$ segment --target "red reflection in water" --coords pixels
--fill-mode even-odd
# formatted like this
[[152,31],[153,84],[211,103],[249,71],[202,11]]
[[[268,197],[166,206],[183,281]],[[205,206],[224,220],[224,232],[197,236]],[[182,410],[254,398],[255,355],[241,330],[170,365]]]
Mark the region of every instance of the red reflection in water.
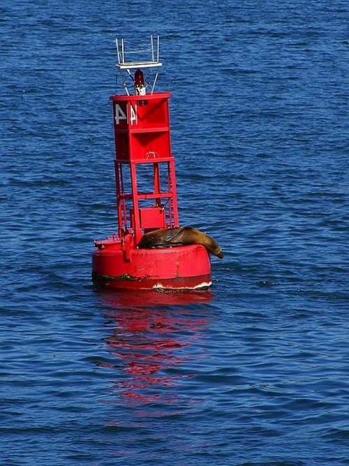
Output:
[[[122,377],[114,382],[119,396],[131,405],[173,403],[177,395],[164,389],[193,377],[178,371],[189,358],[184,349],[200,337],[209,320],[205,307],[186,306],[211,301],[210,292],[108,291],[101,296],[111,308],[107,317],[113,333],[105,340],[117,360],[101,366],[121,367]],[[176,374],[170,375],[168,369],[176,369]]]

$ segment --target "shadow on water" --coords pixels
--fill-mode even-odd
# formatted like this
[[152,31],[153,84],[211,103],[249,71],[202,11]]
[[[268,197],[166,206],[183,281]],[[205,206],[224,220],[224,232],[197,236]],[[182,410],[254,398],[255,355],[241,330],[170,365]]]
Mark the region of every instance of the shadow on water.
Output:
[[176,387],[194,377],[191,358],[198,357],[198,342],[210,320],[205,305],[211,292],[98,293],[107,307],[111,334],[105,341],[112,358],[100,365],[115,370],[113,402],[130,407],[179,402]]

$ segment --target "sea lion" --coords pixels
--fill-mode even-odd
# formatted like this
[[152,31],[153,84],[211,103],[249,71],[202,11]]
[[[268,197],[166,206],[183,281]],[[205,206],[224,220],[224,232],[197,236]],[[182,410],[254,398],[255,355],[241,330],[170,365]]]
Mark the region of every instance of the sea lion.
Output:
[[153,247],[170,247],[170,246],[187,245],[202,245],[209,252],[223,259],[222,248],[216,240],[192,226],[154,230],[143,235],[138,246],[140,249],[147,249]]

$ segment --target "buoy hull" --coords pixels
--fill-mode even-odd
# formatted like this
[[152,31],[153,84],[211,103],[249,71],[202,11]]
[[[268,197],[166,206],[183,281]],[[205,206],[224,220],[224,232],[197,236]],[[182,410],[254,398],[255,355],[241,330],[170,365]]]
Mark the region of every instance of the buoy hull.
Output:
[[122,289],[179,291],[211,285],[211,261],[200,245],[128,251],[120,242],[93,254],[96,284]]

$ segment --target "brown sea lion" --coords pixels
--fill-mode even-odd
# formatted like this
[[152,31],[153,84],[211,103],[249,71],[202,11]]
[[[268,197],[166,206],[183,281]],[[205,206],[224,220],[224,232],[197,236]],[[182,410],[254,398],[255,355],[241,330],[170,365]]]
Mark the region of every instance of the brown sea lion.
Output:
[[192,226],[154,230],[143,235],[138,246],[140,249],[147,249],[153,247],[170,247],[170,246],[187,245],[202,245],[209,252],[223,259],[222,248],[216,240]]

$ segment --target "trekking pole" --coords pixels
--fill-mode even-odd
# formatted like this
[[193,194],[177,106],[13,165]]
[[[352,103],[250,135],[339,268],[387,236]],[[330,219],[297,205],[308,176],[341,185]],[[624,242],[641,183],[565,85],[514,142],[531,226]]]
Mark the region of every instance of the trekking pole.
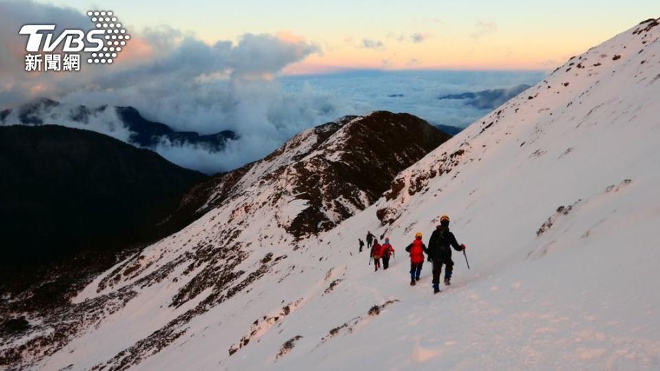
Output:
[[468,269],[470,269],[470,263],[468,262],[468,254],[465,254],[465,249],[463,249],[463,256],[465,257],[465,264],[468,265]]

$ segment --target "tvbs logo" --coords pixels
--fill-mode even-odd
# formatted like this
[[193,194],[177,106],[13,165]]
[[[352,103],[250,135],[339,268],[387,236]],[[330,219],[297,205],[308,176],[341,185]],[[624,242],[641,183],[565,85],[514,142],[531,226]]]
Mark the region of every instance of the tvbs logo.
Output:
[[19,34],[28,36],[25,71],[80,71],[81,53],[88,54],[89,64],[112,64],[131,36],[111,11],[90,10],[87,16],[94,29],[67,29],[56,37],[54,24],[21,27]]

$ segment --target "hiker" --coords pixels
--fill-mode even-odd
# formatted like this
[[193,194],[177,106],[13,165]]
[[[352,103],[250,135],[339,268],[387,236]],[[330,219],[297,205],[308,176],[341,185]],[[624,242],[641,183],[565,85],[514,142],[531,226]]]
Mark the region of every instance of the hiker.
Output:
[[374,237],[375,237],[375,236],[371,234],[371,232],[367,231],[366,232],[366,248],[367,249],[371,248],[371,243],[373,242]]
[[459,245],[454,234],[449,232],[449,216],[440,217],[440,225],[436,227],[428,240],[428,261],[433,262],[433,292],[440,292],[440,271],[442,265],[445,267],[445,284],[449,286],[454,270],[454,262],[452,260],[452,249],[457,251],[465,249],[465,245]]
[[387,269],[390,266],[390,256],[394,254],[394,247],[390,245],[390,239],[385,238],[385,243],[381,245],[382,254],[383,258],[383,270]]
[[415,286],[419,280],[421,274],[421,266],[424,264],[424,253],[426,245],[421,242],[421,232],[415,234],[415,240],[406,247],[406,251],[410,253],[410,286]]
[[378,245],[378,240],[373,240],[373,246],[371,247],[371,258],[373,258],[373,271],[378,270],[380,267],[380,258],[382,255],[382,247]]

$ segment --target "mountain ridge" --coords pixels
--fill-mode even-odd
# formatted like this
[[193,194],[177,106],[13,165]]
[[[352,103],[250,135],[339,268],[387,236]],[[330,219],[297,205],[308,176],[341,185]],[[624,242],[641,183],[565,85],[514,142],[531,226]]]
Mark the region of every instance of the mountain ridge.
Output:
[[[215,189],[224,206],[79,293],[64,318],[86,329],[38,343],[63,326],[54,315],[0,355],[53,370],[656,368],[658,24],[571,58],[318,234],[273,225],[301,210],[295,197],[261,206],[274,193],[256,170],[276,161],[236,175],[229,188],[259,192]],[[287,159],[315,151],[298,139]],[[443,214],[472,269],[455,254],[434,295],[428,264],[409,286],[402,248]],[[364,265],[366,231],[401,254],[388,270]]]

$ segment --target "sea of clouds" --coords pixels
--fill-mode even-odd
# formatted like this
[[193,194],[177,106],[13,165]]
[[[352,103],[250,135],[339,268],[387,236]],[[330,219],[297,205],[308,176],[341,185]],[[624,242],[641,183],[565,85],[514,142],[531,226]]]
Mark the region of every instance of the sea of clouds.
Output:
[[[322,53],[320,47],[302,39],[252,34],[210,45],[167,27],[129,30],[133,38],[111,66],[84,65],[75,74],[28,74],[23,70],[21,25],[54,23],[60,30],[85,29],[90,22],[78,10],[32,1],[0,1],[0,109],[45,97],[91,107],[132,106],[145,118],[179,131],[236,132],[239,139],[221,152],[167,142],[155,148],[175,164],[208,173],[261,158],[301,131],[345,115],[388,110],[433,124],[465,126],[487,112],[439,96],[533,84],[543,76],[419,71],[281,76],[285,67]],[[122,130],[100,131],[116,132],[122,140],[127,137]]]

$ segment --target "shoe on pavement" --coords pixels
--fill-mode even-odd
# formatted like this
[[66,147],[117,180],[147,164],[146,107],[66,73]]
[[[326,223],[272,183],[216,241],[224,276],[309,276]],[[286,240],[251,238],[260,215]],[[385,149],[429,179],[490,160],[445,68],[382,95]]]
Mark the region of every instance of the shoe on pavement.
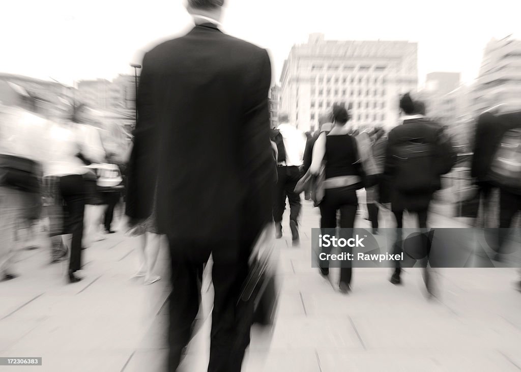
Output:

___

WRITTEN INSTRUCTION: Gather each line in the records above that contains the string "pavement" and copy it out in full.

OUTPUT FOR THIS TASK:
$ segment --target "shoe on pavement" --coords pixels
Mark the region of every instance of the shoe on pavement.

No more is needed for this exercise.